=== WHAT THE TASK REQUIRES ===
Would you quote the material below in full and unchanged?
________________
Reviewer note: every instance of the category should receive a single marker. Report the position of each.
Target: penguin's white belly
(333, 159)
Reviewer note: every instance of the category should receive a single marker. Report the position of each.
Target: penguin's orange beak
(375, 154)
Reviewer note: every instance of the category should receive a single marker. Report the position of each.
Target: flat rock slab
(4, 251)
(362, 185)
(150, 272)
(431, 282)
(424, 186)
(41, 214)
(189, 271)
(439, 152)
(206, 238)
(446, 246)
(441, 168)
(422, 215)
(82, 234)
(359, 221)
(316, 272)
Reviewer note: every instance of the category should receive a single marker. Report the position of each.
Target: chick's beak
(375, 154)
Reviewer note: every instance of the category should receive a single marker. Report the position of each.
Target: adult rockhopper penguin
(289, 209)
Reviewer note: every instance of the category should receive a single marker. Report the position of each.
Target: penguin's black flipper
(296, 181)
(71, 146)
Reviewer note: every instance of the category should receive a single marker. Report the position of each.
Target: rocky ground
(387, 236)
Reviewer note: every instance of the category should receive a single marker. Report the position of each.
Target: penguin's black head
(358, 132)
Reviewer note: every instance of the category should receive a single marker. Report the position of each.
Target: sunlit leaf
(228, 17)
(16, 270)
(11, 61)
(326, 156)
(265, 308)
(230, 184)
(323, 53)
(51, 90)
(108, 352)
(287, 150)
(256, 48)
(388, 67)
________________
=== SOLUTION TO THIS PROBLEM ===
Reviewer note: every instance of the category should receive a single marker. Report the position of each.
Target: penguin's white belly
(333, 159)
Reviewer note: every instance of the category should receive a single marker. Report the position of each.
Target: penguin's orange beak
(375, 154)
Reviewer note: every instance of the category should receive a single marker. Report the position of each.
Target: flat rock slab
(4, 251)
(362, 185)
(150, 272)
(431, 282)
(424, 186)
(41, 214)
(189, 271)
(439, 152)
(206, 238)
(446, 246)
(441, 168)
(422, 215)
(82, 234)
(359, 221)
(316, 272)
Reviewer note: every instance of the category should receive a single marker. Report the position of each.
Target: chick's beak
(375, 154)
Reviewer note: every instance of the category should receive a single marker. Report the position of each.
Target: adult rockhopper penguin
(289, 209)
Reviewer note: every instance of the category should receive a single marker. Report the position of each.
Target: penguin's black flipper
(296, 181)
(71, 146)
Reviewer note: every instance of the category should receive a single marker. Report the position of each.
Target: rocky ground
(387, 236)
Reviewer note: every instance of the category should receive a single marker. Report the position of each.
Target: penguin's black head
(358, 132)
Reviewer note: every instance of the category should receive a single marker. Report the position of each.
Target: sunlit leaf
(228, 17)
(16, 270)
(11, 61)
(326, 156)
(265, 308)
(230, 184)
(323, 53)
(51, 90)
(108, 352)
(287, 150)
(256, 48)
(388, 67)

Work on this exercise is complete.